WHAT THE TASK REQUIRES: Your answer should be the lines below from the one holding "Localizes the white" through the one holding "Localizes the wing strut", copied exactly and with nothing else.

DATA IN THIS EXERCISE:

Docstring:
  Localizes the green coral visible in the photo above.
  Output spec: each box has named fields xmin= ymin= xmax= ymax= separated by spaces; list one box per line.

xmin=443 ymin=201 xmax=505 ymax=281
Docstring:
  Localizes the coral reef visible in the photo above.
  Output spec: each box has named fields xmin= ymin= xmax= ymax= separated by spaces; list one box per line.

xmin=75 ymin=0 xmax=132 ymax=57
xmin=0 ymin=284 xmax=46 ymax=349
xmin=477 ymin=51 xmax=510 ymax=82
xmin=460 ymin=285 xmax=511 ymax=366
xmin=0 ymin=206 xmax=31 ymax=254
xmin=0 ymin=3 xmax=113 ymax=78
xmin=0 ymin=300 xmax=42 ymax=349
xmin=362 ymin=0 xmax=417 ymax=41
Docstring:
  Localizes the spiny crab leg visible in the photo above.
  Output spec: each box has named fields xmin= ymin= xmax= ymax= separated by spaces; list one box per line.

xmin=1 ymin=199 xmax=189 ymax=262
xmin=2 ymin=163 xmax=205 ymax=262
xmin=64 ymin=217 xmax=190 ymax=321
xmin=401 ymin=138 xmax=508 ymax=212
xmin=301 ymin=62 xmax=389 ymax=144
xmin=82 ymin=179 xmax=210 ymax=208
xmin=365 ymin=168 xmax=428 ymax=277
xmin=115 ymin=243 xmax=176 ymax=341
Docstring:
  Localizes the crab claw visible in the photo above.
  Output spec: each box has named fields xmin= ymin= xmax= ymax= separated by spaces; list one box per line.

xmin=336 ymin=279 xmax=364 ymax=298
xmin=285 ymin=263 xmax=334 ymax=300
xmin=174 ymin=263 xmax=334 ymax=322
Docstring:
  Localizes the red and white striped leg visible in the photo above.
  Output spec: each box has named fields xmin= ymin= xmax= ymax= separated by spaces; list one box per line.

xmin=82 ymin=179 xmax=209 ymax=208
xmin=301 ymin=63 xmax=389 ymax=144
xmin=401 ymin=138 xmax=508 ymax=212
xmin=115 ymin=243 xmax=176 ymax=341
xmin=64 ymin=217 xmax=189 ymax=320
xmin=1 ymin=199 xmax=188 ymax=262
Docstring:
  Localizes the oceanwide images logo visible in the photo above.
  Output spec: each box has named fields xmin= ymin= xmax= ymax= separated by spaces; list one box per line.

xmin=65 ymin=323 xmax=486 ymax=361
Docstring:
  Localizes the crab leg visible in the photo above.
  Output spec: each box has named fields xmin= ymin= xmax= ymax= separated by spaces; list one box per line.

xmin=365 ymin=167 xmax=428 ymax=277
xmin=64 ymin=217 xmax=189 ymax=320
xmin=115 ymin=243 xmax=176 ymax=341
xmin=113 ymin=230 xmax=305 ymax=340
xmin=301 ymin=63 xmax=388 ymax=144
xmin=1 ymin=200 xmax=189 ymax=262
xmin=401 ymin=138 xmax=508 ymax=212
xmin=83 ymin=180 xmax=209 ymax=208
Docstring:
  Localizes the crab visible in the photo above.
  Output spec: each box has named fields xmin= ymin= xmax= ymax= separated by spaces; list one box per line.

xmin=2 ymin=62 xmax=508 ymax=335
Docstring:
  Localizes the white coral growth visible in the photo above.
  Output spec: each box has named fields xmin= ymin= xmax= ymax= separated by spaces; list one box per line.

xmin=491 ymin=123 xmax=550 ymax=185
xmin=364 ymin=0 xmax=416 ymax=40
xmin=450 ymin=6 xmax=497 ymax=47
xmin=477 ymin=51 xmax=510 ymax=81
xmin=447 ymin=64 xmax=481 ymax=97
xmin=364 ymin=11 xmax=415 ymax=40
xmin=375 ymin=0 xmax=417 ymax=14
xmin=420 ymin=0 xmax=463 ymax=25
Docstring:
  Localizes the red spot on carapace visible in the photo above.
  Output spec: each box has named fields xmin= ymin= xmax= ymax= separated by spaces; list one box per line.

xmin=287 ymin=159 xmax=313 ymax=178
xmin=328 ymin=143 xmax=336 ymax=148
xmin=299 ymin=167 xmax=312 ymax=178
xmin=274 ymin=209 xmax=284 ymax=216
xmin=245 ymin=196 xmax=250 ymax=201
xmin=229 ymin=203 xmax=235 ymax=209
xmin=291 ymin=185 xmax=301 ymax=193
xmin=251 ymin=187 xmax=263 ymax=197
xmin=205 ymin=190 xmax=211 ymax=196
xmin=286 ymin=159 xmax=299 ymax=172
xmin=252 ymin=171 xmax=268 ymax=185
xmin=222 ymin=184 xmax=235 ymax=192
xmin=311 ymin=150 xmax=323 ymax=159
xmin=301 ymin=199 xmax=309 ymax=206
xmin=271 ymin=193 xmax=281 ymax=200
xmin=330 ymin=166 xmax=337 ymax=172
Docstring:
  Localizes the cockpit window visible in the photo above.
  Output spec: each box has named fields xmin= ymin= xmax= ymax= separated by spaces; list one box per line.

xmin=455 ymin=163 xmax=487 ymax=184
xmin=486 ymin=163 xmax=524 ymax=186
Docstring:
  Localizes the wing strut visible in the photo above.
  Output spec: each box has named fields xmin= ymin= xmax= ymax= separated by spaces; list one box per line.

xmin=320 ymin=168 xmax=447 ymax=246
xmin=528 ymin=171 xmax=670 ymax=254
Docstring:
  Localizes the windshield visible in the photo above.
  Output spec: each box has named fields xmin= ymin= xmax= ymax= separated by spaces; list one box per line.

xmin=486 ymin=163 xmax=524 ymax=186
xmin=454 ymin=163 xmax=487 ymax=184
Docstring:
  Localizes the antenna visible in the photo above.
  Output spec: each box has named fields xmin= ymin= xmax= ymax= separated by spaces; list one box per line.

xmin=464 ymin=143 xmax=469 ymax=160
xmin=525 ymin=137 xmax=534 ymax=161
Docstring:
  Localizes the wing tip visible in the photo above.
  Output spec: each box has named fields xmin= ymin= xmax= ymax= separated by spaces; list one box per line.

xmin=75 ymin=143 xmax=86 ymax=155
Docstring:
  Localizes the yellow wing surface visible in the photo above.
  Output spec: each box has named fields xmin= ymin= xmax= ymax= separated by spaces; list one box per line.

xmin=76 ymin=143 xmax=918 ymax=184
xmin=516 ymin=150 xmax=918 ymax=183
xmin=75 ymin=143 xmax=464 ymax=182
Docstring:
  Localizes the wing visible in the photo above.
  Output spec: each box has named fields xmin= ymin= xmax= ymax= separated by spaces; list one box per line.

WRITTEN ANSWER:
  Localizes the white coral growth visible in the photo above.
  Output spec: each box has named fields xmin= ymin= xmax= ymax= separated by spaces; list one box per line.

xmin=491 ymin=123 xmax=550 ymax=185
xmin=364 ymin=0 xmax=416 ymax=40
xmin=450 ymin=6 xmax=497 ymax=47
xmin=477 ymin=51 xmax=510 ymax=81
xmin=447 ymin=64 xmax=481 ymax=97
xmin=364 ymin=11 xmax=415 ymax=40
xmin=375 ymin=0 xmax=417 ymax=14
xmin=420 ymin=0 xmax=463 ymax=25
Docstring:
  Localizes the red spot on carapace visible in the photo above.
  Output spec: each box has named fields xmin= ymin= xmax= ymax= separated by spaces; list one box per line.

xmin=287 ymin=159 xmax=313 ymax=178
xmin=328 ymin=143 xmax=336 ymax=148
xmin=299 ymin=167 xmax=312 ymax=178
xmin=274 ymin=209 xmax=284 ymax=216
xmin=245 ymin=196 xmax=250 ymax=201
xmin=229 ymin=203 xmax=235 ymax=209
xmin=291 ymin=185 xmax=301 ymax=193
xmin=251 ymin=187 xmax=263 ymax=197
xmin=205 ymin=190 xmax=211 ymax=196
xmin=286 ymin=159 xmax=299 ymax=172
xmin=252 ymin=171 xmax=268 ymax=185
xmin=222 ymin=184 xmax=235 ymax=192
xmin=311 ymin=150 xmax=323 ymax=159
xmin=301 ymin=199 xmax=309 ymax=206
xmin=271 ymin=193 xmax=281 ymax=200
xmin=330 ymin=166 xmax=337 ymax=172
Docstring:
  Localizes the cockpit window visible in the photo above.
  Output spec: each box has named fields xmin= ymin= xmax= ymax= separated by spaces; list one box per line.

xmin=455 ymin=163 xmax=487 ymax=184
xmin=486 ymin=163 xmax=524 ymax=186
Docstring:
  Localizes the wing strut visible in the photo above.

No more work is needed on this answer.